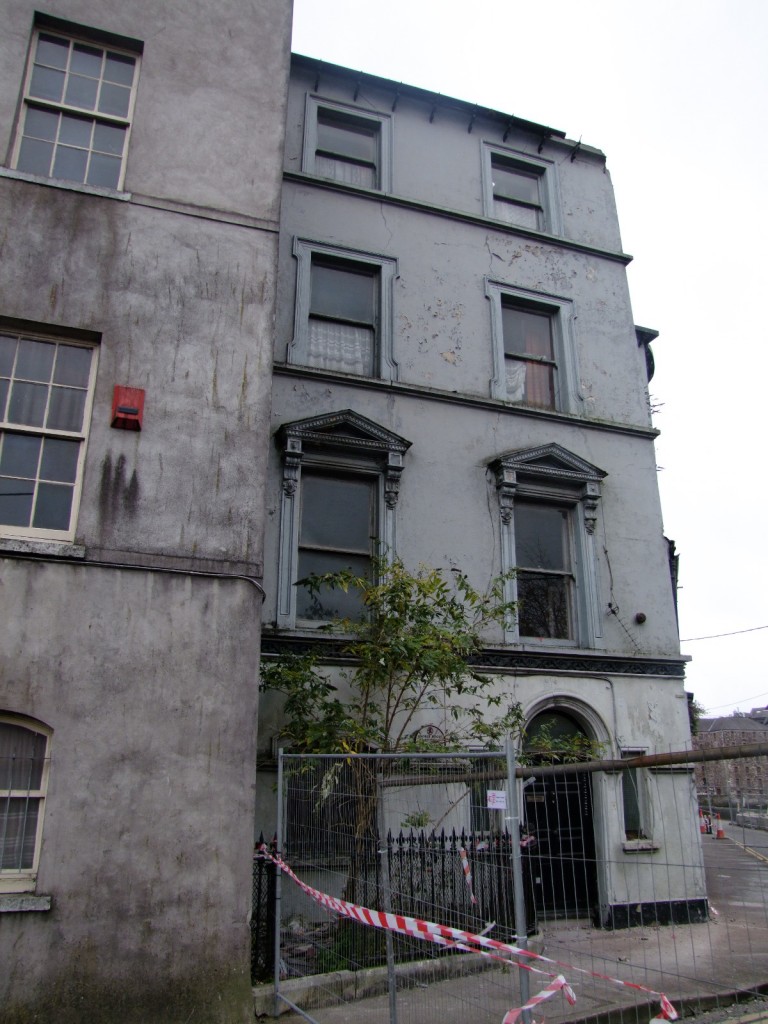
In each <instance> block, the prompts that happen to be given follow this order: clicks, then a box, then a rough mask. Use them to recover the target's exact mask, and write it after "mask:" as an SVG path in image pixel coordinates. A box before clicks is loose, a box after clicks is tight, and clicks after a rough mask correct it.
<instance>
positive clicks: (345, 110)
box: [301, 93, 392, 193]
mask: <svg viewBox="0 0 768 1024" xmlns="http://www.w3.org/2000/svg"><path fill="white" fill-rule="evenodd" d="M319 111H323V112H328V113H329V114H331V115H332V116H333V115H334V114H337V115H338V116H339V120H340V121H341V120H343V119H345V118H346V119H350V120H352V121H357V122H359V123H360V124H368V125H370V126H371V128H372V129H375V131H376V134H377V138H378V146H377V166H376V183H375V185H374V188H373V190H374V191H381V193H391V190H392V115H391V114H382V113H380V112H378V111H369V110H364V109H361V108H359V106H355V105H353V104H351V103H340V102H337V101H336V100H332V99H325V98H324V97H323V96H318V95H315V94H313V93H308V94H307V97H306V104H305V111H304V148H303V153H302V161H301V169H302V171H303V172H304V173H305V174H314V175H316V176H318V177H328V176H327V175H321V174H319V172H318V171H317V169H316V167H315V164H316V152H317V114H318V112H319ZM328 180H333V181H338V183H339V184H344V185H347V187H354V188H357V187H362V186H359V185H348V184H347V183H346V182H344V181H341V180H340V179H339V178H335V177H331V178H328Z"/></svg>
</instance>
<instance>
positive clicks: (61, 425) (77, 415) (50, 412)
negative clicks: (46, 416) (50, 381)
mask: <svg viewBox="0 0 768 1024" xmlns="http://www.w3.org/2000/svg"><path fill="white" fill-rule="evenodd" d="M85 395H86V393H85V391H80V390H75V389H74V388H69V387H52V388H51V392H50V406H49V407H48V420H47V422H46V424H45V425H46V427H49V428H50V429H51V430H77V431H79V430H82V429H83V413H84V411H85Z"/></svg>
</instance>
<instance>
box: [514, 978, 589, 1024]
::::
== EXERCISE OBJECTIVE ==
Take the lines from the start of the material to the line with "positive clicks: (61, 425)", both included, and transcribe them exactly without the pictures.

== RESPONSE ==
In each <instance> block, the prompts that happen to be given follow this order: clicks, then a box, then a rough mask. Use them to recover the target's exact mask, and write it after "mask:" as an SVG path in image pixel coordinates. A box before clicks is loose, a box after clicks is tight, and clicks after a rough mask correct it.
<instance>
positive clicks: (345, 110)
box: [301, 93, 392, 193]
mask: <svg viewBox="0 0 768 1024" xmlns="http://www.w3.org/2000/svg"><path fill="white" fill-rule="evenodd" d="M319 111H323V112H328V113H329V114H331V115H332V116H333V115H334V114H337V115H338V116H339V120H340V121H341V120H343V119H345V118H346V119H350V120H352V121H357V122H359V123H360V124H368V125H370V126H371V128H372V129H375V131H376V134H377V138H378V146H377V166H376V183H375V185H374V188H373V190H374V191H381V193H391V190H392V115H391V114H382V113H380V112H378V111H369V110H364V109H361V108H359V106H355V105H353V104H351V103H340V102H337V101H336V100H332V99H325V98H324V97H323V96H318V95H315V94H313V93H308V94H307V97H306V104H305V111H304V148H303V153H302V161H301V169H302V171H303V172H304V173H305V174H314V175H316V176H318V177H328V176H327V175H321V174H319V172H318V171H317V169H316V167H315V164H316V152H317V114H318V112H319ZM328 180H333V181H338V183H339V184H344V185H347V187H354V188H357V187H362V186H359V185H348V184H347V183H346V182H344V181H341V180H340V179H339V178H335V177H331V178H328Z"/></svg>
</instance>
<instance>
positive clicks: (61, 425) (77, 415) (50, 412)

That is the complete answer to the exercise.